The same thing happened to me most recently yesterday or the day before. The downvotes were reversed by the system over night.
Is there anything more that can be done about revenge downvoting?
Absolutely! Make all downvotes public.
Vandals only exist when they can be anonymous. Take away anonymity, and the problem goes away too.
The current system dis-incentivizes people from doing the right thing and explaining downvotes. As you saw, you cast a downvote you genuinely believed in, and got revenge downvotes because you explained why. If you had silently downvoted, no revenge would have taken place because the revenge voter would not have known who to pick on. If the revenge downvoter would be exposed by everyone seeing who downvoted your posts without reasonable justification, those downvotes would never have happened in the first place.
Voting is supposed to be a peer-review measure that helps identify good and bad content. But who reviews the reviewers? What if someone downvoted a correct answer due to a misconception? If votes were public, then you can at least have a dialog. The voter would still ultimately decide whether to stick to his vote or reverse it, but the process would be more open. Public scrutiny tends to lead to more accurate results. After all, that's what the voting system is counting on in the first place. It just has this flaw where votes can't be scrutinized.
The only argument I've heard to keep votes secret is that people will be more likely to cast a vote. Think about that though. What kind of person would be reluctant to vote if others could see that they did? It would be someone that isn't really all that sure about the vote, and doesn't want to look stupid. Such a vote has very low information content. I'd rather have those that know what they're doing, and are willing to stand up and be counted, do the judging of what is good and bad content.

+++

Exercise requirements:
1 > In the post on revenge downvoting, what did the system do to the downvotes overnight?
2 > Decide whether each statement agrees with the post on revenge downvoting, and quote the words that settle it: (a) Vandals exist only when they can be anonymous. (b) A silent downvote would still have drawn revenge. (c) The only argument the writer has heard for secret votes is that people will be more likely to vote.
3 > Copy the passage of the post on revenge downvoting starting at "The same thing" and ending at "all downvotes public.".

Provided material:
+++

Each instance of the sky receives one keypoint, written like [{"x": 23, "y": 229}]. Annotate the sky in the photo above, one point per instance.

+++

Solved problems:
1 > The system reversed them.

2 >
(a) Yes: "Vandals only exist when they can be anonymous."
(b) No: "If you had silently downvoted, no revenge would have taken place"
(c) Yes: "The only argument I've heard to keep votes secret is that people will be more likely to cast a vote."

3 >
The same thing happened to me most recently yesterday or the day before. The downvotes were reversed by the system over night.
Is there anything more that can be done about revenge downvoting?
Absolutely! Make all downvotes public.